┌─ Given entries

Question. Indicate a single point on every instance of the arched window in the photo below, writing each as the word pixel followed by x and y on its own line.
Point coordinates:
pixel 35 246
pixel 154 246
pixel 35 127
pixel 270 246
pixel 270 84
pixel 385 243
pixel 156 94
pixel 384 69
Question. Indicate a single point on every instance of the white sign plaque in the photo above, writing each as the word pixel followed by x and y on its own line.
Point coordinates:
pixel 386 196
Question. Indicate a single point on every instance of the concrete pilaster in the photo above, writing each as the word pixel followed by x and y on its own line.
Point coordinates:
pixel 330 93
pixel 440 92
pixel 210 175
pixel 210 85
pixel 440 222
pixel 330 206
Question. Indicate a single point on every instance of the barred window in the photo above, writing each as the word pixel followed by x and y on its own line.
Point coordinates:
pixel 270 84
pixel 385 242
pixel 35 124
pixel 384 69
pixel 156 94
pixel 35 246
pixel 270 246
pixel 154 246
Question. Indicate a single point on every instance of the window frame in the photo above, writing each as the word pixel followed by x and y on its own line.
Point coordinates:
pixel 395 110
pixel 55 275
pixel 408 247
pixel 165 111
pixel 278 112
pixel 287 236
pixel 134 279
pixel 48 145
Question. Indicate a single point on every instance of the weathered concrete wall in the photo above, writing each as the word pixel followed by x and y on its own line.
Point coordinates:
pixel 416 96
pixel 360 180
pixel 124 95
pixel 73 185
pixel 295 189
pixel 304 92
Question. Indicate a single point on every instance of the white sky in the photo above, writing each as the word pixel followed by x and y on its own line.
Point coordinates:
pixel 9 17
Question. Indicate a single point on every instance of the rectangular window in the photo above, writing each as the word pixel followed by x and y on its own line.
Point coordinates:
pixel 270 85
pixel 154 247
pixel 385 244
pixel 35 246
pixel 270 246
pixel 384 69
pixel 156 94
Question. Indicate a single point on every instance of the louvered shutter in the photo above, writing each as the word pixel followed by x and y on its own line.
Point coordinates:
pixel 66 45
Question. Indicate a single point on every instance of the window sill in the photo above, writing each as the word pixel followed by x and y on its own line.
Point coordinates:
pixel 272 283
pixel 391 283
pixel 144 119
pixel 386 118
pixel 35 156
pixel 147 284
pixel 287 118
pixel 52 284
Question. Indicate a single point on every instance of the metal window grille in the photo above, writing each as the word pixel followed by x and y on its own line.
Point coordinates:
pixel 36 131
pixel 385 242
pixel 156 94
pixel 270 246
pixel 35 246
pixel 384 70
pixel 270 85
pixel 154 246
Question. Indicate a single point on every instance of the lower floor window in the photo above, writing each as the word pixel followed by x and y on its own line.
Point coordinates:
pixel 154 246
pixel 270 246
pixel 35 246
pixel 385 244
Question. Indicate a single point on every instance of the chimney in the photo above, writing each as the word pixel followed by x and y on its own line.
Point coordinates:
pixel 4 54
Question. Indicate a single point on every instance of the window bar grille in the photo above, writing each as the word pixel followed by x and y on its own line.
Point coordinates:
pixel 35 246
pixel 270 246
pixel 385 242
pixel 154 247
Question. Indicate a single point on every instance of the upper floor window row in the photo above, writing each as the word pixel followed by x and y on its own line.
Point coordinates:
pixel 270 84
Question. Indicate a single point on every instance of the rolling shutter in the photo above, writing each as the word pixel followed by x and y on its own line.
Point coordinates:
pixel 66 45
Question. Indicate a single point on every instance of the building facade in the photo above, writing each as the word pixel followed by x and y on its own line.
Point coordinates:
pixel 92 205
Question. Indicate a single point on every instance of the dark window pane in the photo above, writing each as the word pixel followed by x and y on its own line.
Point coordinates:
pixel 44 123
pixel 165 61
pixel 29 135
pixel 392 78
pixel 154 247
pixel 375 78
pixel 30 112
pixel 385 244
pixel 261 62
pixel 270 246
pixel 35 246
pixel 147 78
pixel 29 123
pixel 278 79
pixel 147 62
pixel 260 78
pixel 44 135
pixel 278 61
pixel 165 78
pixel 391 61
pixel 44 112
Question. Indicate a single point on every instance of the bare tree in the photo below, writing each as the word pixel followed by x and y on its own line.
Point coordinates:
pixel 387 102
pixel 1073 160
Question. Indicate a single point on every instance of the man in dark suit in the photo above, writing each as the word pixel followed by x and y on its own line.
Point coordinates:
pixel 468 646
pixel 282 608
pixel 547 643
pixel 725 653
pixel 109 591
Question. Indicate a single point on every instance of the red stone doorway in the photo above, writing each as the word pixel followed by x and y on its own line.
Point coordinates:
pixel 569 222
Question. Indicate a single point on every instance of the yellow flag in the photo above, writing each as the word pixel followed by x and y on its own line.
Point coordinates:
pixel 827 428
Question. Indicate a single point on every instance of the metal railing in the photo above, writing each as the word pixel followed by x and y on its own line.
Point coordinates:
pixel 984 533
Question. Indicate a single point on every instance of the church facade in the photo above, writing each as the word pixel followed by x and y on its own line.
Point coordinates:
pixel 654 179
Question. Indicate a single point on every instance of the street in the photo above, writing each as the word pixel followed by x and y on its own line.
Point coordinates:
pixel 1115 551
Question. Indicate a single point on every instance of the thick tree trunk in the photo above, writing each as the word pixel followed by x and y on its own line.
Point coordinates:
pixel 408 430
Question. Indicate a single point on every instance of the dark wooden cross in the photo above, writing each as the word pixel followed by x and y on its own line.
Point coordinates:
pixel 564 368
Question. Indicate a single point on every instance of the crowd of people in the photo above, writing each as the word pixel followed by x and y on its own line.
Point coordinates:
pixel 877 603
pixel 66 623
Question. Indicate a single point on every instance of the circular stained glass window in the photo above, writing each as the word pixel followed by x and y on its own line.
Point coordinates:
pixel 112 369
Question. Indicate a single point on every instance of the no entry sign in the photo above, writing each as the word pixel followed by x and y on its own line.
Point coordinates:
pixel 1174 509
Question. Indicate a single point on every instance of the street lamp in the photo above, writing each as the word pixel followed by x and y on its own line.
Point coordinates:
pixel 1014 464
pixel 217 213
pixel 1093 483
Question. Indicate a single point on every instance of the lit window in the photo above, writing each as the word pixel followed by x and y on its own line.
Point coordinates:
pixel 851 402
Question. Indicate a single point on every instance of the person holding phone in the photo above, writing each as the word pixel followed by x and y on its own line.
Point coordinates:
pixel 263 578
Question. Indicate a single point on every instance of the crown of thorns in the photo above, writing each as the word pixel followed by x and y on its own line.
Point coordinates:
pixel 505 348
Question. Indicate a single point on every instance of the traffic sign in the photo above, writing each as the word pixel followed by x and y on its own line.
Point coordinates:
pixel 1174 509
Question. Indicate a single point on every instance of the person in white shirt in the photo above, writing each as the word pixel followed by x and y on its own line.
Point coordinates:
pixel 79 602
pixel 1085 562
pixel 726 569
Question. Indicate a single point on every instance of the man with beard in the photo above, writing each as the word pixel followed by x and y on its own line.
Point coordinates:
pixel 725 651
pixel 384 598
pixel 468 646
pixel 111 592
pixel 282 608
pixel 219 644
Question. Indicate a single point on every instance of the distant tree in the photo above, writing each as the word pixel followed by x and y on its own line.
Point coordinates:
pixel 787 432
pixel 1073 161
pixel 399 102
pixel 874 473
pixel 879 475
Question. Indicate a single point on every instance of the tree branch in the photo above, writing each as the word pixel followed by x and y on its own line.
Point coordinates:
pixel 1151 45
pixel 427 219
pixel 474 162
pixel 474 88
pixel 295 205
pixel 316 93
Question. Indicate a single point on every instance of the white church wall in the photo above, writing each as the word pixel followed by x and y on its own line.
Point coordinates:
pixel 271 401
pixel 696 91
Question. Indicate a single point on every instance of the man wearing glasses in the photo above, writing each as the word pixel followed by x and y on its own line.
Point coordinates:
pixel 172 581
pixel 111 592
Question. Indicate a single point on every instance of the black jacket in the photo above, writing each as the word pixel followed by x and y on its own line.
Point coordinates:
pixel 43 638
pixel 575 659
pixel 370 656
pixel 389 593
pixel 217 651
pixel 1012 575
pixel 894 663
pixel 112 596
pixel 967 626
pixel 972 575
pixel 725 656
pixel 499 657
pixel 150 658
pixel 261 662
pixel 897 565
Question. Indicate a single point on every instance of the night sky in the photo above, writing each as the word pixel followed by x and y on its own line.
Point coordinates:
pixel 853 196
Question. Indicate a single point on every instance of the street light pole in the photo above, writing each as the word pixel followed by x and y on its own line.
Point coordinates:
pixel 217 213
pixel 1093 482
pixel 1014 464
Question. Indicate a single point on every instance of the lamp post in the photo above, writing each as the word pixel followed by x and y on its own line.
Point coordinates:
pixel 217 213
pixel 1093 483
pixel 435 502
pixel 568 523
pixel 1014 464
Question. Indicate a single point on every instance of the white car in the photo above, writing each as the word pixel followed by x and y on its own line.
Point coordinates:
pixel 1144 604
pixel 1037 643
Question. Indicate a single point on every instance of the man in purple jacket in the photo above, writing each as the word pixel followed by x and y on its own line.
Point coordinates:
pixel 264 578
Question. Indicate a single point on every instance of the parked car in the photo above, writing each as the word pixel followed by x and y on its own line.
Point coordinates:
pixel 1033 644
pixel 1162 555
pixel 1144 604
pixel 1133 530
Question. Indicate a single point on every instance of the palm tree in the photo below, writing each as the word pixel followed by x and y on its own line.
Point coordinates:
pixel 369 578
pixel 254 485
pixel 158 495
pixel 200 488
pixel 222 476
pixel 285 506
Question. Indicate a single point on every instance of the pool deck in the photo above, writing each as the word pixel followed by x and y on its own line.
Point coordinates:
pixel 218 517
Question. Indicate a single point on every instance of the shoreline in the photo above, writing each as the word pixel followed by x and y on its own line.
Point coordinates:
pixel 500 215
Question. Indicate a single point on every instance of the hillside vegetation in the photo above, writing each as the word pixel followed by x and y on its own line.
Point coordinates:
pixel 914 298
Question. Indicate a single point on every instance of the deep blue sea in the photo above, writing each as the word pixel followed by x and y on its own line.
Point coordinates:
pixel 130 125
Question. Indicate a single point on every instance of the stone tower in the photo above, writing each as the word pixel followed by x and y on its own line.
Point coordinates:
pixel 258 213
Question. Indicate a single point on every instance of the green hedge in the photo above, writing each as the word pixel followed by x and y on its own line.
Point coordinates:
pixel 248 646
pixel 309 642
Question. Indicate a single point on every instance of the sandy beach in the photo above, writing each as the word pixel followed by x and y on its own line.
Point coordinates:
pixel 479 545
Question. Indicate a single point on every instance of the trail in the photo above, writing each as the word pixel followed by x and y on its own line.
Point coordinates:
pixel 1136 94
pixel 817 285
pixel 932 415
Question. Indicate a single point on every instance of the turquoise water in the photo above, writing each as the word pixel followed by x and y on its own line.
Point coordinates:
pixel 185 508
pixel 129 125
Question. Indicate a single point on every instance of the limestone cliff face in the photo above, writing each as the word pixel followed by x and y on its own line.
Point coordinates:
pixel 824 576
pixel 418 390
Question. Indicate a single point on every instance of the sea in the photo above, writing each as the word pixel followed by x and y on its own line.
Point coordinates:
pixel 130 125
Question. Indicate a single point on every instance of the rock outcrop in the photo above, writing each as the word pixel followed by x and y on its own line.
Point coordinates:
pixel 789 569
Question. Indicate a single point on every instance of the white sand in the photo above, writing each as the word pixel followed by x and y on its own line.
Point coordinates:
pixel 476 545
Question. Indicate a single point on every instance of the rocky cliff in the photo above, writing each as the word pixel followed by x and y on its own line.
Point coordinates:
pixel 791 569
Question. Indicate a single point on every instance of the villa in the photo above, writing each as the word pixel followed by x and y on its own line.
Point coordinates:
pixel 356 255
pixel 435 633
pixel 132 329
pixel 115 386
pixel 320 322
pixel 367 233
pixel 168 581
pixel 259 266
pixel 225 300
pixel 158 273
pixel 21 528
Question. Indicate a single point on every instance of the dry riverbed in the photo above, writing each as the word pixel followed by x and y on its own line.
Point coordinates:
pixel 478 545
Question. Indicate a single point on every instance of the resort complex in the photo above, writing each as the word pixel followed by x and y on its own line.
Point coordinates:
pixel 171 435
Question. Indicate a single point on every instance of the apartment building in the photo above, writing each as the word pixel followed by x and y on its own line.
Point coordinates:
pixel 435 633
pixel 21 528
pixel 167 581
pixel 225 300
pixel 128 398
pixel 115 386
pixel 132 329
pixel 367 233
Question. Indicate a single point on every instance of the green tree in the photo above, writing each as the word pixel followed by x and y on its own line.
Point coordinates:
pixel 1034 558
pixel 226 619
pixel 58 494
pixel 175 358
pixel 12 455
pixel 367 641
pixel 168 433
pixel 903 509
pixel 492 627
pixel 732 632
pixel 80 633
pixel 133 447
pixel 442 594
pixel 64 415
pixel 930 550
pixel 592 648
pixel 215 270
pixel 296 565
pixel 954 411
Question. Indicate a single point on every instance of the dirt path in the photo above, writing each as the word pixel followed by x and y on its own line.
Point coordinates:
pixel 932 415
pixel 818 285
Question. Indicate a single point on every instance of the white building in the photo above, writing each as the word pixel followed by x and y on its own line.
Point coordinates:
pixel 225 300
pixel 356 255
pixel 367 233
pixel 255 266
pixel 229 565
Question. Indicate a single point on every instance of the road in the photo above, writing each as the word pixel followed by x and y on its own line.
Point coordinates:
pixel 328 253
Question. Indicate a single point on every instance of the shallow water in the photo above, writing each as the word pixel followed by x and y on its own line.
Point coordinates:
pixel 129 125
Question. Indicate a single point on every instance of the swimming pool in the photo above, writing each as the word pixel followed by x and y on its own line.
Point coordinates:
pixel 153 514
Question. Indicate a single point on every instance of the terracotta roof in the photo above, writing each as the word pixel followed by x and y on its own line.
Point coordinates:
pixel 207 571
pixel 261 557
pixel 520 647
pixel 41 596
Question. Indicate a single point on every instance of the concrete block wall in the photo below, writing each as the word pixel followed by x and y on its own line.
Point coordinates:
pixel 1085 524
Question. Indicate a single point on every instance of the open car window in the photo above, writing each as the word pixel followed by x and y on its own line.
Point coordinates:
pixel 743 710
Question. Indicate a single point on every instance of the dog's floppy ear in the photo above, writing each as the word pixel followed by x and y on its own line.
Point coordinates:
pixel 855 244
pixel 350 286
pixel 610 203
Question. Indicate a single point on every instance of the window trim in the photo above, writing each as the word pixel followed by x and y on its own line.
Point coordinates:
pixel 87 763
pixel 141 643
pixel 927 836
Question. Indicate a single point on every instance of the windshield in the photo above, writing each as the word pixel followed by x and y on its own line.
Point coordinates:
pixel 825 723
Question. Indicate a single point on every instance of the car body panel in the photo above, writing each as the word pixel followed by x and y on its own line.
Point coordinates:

└─

● Task directions
In the answer, the lines from the first line of the data above through the line containing "of the rectangular" must appear exactly as written, with nothing else.

● Problem solution
Question. Indicate a single point on every instance of the arched window in the photo below, writing each as the word pixel followed by x and y on its own line.
Point coordinates:
pixel 35 246
pixel 154 246
pixel 35 127
pixel 270 246
pixel 270 84
pixel 385 243
pixel 156 94
pixel 384 69
Question. Indicate a single point on every instance of the white sign plaque in the photo above, writing each as the word pixel followed by x and y on its own line.
Point coordinates:
pixel 386 196
Question. Indicate a single point on every instance of the concrete pilaster in the photo above, writing each as the word pixel followed by x and y on its own line.
Point coordinates:
pixel 330 93
pixel 440 92
pixel 210 175
pixel 210 85
pixel 440 222
pixel 330 206
Question. Indicate a single point on every instance of the barred window in the photo above, writing each as the word pixel followed by x and y on its own line.
Point coordinates:
pixel 270 84
pixel 385 242
pixel 35 124
pixel 384 69
pixel 156 94
pixel 35 246
pixel 270 246
pixel 154 246
Question. Indicate a single point on every instance of the window frame in the photo above, writing each as the word pixel followed by x and y on its own line.
Point coordinates:
pixel 395 110
pixel 55 275
pixel 408 247
pixel 165 111
pixel 278 112
pixel 287 236
pixel 134 279
pixel 48 145
Question. Indicate a single point on every instance of the weathered concrete wall in the photo above, writing each as the word pixel followed by x and y on its own line.
Point coordinates:
pixel 416 96
pixel 360 180
pixel 124 95
pixel 73 185
pixel 295 189
pixel 304 92
Question. Indicate a single point on every instance of the white sky in the photo above, writing each as the word pixel followed by x and y on its own line.
Point coordinates:
pixel 9 17
Question. Indicate a single point on every instance of the rectangular window in the photo above, writing each as the word pixel followed by x and y on its own line.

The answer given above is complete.